EXERCISE OBJECTIVE
Rescale the material from its first line through the line containing "294,339,312,355", both ends included. Write every line again with the requests kept, multiplying each bounding box coordinate in the answers by 2.15 and rounding to whole numbers, with halves rounded up.

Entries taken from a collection
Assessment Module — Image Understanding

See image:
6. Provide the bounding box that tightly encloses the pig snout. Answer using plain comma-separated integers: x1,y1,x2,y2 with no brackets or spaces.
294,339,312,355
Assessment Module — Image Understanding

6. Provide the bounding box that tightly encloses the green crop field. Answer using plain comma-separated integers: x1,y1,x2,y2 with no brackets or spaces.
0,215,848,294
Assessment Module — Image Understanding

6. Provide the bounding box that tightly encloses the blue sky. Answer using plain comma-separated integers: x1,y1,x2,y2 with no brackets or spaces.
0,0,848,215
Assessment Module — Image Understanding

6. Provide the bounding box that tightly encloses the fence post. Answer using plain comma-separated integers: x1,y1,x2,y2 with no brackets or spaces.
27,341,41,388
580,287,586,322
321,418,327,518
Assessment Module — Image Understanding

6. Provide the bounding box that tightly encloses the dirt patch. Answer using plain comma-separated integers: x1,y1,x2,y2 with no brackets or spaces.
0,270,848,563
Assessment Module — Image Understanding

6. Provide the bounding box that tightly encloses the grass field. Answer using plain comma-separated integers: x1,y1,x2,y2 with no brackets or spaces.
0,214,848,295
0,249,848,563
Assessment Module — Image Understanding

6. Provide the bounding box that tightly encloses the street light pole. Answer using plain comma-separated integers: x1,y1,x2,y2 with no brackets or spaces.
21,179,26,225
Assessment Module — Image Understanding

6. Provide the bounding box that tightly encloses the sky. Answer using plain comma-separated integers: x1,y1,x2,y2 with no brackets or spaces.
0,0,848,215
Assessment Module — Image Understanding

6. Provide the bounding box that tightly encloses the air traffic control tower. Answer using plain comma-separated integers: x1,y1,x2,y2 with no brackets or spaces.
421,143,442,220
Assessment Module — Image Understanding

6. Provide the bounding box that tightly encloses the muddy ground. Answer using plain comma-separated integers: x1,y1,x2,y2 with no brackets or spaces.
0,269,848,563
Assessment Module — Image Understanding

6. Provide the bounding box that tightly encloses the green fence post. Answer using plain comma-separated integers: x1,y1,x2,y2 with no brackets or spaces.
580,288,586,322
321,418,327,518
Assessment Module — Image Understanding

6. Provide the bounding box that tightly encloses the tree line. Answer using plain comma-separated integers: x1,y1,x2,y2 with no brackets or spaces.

EXERCISE ANSWER
Assessment Module — Image Understanding

See image:
6. Provide the bounding box that tightly encloses the pig snout. Answer using plain comma-separated integers: x1,y1,x2,y2 with no brackets or spaces.
632,729,671,763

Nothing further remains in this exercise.